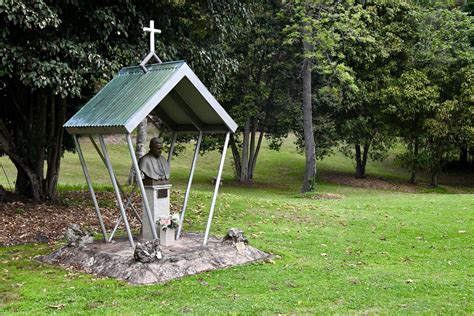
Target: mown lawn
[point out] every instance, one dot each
(368, 251)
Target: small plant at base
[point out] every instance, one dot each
(171, 221)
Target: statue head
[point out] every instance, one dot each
(156, 146)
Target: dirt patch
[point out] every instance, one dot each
(327, 196)
(369, 182)
(185, 257)
(27, 222)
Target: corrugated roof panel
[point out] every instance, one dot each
(123, 96)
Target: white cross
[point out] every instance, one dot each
(152, 31)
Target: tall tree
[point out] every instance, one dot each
(259, 95)
(57, 55)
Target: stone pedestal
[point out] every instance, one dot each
(167, 237)
(158, 195)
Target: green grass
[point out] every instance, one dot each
(372, 251)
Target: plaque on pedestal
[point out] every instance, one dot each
(158, 195)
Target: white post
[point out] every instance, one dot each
(173, 141)
(91, 189)
(216, 188)
(116, 189)
(126, 196)
(188, 187)
(142, 187)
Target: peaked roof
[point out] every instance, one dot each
(171, 90)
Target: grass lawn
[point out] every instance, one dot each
(370, 251)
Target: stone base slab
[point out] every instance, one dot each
(185, 257)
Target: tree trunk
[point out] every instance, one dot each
(463, 155)
(434, 179)
(140, 148)
(244, 172)
(309, 145)
(57, 114)
(235, 156)
(253, 163)
(361, 159)
(413, 176)
(244, 167)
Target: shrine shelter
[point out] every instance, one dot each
(168, 90)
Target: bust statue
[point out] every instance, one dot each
(153, 165)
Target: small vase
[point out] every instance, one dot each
(167, 237)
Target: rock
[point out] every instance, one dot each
(148, 252)
(234, 236)
(76, 236)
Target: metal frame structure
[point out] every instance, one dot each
(179, 92)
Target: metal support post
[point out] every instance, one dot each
(170, 154)
(91, 189)
(188, 187)
(122, 192)
(142, 187)
(216, 188)
(116, 189)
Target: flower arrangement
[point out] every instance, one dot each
(171, 221)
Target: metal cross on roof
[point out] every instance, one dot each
(152, 31)
(151, 54)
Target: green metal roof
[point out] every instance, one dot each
(170, 89)
(123, 96)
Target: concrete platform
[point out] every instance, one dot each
(186, 257)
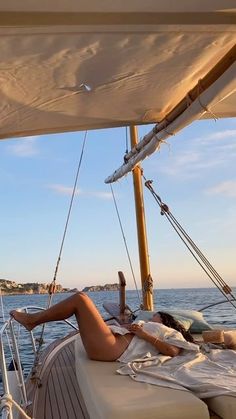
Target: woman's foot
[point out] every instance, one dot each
(23, 318)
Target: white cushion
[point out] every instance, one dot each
(111, 396)
(224, 406)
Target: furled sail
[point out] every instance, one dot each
(205, 103)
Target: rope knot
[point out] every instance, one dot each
(164, 208)
(148, 284)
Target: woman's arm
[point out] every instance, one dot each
(163, 347)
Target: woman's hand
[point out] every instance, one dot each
(137, 330)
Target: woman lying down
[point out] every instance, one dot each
(183, 362)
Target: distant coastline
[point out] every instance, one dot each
(106, 287)
(13, 288)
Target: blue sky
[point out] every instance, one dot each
(194, 173)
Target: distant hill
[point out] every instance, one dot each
(13, 288)
(106, 287)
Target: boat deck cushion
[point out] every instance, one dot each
(109, 395)
(224, 406)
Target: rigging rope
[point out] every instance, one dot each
(52, 286)
(126, 246)
(210, 271)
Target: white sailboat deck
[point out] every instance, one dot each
(58, 394)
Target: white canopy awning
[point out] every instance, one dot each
(69, 65)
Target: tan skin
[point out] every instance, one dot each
(98, 340)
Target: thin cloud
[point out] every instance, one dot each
(215, 136)
(100, 195)
(227, 188)
(68, 190)
(26, 147)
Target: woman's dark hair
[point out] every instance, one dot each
(170, 321)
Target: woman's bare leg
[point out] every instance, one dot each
(98, 340)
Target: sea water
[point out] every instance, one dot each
(188, 298)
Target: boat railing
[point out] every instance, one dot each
(7, 332)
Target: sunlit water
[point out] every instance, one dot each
(193, 299)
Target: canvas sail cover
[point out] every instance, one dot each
(70, 65)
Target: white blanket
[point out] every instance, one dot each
(206, 372)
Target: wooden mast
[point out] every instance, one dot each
(146, 279)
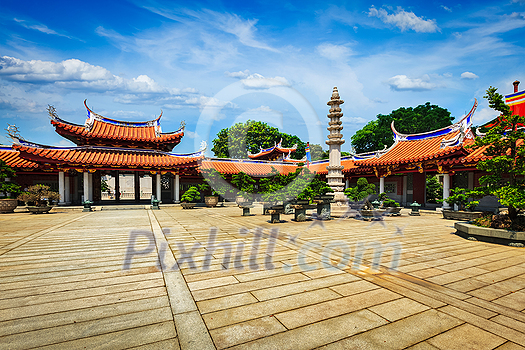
********
Work task → State the number of lines in the data that contain the word "rope", offering no other text.

Answer space → 2